Background information
- Born: Darrell George Crofts August 14, 1938 Cisco, Texas, U.S.
- Died: March 25, 2026 (aged 87) Austin, Texas, U.S.
- Genres: Folk; rock and roll;
- Instruments: Vocals; guitar; mandolin; drums;
- Years active: 1957–2026
- Formerly of: The Champs; Seals and Crofts;

= Dash Crofts =

American musician (1938–2026)

Darrell George "Dash" Crofts (August 14, 1938 – March 25, 2026) was an American musician, one half of the soft rock duo Seals & Crofts with Jim Seals.

Crofts was a drummer in his early career, when he met Jim Seals, then a saxophonist. The two would go on to play in The Champs, eventually creating the duo Seals and Crofts, in which both members sang and played the guitar and mandolin among other instruments; they would go on to record hits such as "Summer Breeze" and "Diamond Girl".

== Early life ==
Darrell George Crofts was born in Cisco, Texas on August 14, 1938, to parents Sutton Phillp Crofts and Mary French Crofts, née Hicks. He had a twin sister named Dorothy. Crofts's nickname "Dash" came from when he was a baby; his mother entered him and his twin into a "beautiful baby" contest and said they would look even cuter if they entered as "Dot" and "Dash".

== Career ==
Crofts took up the piano at age five before switching to drums at age ten. In high school he played drums in Dean Beard & the Crew Cats, where he met the band's saxophone player Jim Seals. After Crofts graduated, his father found a job for him which he quit after just one day. He and Seals moved to Southern California and both joined The Champs from 1958 to 1965. Crofts was drafted in 1962 and spent two years with the Army in Fort Bragg, North Carolina.

TASK STATEMENT ▸ Reproduce the part of the Dash Crofts article between "- Died: March" and "with Jim Seals.", inclusive.

SUPPLIED RECORDS ▸
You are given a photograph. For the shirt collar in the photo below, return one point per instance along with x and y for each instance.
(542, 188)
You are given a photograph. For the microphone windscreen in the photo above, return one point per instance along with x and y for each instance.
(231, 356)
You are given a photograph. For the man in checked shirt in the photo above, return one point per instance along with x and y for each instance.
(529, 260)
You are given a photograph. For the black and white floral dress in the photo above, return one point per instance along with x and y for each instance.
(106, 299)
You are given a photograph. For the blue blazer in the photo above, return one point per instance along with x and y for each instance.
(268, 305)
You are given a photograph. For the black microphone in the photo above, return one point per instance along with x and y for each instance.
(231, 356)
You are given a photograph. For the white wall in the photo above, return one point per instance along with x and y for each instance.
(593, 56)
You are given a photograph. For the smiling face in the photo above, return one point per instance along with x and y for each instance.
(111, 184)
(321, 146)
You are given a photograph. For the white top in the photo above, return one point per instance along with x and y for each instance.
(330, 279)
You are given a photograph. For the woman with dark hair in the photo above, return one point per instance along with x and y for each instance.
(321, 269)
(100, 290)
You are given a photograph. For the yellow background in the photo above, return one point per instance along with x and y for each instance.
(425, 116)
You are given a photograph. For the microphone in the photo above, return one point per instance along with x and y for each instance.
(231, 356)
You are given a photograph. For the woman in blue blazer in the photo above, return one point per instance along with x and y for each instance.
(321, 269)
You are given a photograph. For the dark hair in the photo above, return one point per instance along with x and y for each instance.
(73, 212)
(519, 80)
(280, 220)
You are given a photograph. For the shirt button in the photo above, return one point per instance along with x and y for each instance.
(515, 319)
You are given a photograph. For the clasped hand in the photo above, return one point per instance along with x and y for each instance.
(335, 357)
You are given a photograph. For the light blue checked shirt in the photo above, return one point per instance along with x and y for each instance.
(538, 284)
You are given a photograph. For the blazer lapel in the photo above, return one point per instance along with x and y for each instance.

FINISHED EXERCISE ▸
- Died: March 25, 2026 (aged 87) Austin, Texas, U.S.
- Genres: Folk; rock and roll;
- Instruments: Vocals; guitar; mandolin; drums;
- Years active: 1957–2026
- Formerly of: The Champs; Seals and Crofts;

= Dash Crofts =

American musician (1938–2026)

Darrell George "Dash" Crofts (August 14, 1938 – March 25, 2026) was an American musician, one half of the soft rock duo Seals & Crofts with Jim Seals.